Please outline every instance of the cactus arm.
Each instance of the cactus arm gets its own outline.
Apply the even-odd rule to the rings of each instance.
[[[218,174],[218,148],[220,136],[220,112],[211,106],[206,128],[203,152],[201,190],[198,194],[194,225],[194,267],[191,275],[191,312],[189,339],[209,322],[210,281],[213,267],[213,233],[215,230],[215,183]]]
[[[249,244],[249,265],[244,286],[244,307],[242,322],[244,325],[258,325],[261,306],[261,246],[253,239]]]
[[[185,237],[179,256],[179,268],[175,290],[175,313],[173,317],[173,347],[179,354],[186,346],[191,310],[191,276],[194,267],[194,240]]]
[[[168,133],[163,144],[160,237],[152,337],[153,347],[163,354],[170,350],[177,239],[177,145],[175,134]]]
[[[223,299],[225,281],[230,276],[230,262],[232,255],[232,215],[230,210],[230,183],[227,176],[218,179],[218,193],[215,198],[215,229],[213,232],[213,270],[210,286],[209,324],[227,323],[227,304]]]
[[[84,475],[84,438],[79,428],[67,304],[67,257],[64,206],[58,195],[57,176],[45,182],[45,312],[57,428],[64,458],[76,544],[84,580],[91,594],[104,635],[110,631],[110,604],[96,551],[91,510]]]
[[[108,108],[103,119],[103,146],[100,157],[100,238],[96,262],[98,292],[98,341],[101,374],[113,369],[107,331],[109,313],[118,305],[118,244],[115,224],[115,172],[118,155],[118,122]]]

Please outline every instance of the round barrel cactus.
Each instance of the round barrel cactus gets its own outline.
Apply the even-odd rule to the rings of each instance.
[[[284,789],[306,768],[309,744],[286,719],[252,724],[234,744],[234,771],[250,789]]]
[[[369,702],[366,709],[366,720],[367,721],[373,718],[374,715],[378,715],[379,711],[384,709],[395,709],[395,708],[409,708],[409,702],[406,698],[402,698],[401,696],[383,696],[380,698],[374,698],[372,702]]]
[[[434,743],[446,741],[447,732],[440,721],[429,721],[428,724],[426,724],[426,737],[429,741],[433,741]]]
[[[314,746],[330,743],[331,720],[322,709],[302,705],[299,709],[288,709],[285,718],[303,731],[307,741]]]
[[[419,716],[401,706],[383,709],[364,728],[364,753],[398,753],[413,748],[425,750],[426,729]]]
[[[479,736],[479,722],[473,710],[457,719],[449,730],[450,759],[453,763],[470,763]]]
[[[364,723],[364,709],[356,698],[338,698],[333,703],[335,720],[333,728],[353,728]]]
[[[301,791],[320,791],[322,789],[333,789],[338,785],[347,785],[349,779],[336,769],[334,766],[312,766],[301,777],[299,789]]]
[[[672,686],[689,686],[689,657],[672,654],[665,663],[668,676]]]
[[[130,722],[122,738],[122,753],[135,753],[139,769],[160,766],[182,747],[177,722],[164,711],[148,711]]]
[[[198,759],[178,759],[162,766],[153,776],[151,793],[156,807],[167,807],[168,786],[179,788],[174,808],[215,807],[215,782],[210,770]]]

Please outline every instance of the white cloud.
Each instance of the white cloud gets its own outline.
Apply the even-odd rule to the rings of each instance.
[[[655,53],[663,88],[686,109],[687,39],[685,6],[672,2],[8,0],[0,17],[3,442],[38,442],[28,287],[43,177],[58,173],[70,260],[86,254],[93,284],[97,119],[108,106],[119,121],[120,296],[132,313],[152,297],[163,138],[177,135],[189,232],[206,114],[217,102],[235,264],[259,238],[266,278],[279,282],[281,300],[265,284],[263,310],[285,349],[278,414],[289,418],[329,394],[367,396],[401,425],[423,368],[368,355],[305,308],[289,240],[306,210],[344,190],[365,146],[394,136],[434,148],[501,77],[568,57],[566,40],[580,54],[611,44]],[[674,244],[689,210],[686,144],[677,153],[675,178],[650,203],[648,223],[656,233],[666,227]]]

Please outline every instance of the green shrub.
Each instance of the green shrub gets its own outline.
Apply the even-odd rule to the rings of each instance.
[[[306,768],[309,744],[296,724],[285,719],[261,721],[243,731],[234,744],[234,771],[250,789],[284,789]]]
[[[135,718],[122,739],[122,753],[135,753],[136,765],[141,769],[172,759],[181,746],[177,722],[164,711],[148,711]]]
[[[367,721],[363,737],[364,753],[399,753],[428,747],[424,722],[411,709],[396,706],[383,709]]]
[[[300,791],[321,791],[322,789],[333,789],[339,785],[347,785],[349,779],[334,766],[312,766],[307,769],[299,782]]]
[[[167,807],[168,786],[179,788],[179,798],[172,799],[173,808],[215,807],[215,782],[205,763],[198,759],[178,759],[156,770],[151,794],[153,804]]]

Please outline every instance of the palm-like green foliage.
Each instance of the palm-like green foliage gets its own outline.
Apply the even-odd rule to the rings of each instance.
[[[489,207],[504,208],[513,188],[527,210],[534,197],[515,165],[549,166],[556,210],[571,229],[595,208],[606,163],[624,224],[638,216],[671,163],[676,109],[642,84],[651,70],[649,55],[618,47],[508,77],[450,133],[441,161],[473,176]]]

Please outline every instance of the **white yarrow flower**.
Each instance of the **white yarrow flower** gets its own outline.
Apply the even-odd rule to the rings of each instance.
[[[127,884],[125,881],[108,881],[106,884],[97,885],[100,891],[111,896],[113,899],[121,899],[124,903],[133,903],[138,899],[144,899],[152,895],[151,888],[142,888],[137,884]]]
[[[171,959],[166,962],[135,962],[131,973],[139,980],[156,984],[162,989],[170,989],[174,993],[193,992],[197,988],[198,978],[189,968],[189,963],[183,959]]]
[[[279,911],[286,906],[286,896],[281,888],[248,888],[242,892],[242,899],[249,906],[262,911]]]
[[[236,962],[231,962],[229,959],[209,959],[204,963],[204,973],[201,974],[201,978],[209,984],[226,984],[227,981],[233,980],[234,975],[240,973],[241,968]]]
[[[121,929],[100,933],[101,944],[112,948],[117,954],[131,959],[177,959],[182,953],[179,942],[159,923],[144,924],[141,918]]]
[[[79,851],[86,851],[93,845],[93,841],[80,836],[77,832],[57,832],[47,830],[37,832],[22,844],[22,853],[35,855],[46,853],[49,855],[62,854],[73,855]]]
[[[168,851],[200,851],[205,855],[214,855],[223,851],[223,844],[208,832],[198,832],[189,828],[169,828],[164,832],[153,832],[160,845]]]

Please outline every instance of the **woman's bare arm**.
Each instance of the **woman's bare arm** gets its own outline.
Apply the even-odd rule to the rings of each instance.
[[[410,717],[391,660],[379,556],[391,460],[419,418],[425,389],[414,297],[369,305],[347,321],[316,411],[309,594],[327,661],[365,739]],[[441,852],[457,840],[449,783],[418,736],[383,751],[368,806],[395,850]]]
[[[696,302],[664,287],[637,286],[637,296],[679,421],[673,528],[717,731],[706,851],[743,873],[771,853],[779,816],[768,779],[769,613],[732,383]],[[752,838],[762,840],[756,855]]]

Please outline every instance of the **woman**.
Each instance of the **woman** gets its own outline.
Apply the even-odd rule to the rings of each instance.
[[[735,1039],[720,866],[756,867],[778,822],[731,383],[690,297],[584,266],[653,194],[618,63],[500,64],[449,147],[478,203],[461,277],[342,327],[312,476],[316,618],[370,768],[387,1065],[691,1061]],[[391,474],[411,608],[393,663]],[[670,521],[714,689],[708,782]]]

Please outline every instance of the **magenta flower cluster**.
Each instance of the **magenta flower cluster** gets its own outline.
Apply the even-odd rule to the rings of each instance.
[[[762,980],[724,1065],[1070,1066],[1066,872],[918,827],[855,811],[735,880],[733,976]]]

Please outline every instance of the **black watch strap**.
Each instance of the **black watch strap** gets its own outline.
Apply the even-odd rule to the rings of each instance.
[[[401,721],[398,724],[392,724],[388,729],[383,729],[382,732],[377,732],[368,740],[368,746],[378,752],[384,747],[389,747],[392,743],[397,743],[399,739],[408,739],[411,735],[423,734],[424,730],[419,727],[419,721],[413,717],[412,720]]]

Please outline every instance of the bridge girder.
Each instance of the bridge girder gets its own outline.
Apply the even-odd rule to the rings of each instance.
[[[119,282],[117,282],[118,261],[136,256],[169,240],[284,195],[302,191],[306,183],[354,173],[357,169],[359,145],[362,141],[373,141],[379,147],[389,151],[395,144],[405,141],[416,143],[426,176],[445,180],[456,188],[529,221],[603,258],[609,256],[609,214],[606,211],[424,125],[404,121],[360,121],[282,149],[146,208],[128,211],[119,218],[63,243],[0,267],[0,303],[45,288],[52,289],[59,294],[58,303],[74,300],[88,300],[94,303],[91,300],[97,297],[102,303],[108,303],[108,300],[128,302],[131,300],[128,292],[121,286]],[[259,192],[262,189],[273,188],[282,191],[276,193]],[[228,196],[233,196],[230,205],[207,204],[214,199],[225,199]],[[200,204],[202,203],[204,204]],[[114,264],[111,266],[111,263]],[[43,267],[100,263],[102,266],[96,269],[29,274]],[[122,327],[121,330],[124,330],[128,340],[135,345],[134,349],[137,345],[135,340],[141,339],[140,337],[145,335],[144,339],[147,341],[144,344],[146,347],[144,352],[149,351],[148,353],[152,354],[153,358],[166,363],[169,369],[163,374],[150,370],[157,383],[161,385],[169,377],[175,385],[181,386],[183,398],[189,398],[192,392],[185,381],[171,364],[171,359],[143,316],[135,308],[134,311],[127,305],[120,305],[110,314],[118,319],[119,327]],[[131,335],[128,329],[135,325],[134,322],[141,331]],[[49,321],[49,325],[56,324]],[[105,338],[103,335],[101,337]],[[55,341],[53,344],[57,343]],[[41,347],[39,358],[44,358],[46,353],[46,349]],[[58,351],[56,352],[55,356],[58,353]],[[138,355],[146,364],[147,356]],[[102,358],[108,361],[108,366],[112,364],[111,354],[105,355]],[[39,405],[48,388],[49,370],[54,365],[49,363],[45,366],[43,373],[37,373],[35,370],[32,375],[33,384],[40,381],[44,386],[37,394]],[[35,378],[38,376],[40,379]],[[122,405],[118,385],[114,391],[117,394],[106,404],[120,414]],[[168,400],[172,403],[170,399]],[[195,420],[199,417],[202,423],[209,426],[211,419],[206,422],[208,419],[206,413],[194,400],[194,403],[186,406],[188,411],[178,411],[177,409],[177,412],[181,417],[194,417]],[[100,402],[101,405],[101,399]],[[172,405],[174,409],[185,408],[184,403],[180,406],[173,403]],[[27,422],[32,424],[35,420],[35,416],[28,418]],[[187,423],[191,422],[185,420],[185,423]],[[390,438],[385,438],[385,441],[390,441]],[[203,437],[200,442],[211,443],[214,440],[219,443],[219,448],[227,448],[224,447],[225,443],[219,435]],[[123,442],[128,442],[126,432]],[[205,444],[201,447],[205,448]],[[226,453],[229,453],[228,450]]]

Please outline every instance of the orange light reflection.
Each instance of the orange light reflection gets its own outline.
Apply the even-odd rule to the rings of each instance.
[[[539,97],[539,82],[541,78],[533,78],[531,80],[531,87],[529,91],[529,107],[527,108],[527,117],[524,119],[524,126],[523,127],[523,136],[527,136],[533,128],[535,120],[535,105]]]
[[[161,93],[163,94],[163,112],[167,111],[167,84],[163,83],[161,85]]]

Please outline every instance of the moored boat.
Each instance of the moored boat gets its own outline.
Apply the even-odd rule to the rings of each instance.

--------------------------------

What the exercise asks: Output exactly the lines from the one containing "Please outline every instance of the orange" through the last line of the entries, both ends included.

Exercise solution:
Please outline every instance of the orange light reflection.
Each instance of the orange light reflection gets its own outline.
Apply the even-odd rule to the rings of each instance.
[[[539,97],[539,82],[541,78],[533,78],[531,80],[531,87],[529,91],[529,107],[527,108],[527,117],[524,119],[524,126],[523,127],[523,136],[527,136],[533,128],[535,120],[535,105]]]
[[[161,93],[163,94],[163,112],[167,111],[167,84],[163,83],[161,85]]]

Please outline every instance of the moored boat.
Each instance of the moored boat gets its own outline.
Apply the even-odd rule to the rings of each instance.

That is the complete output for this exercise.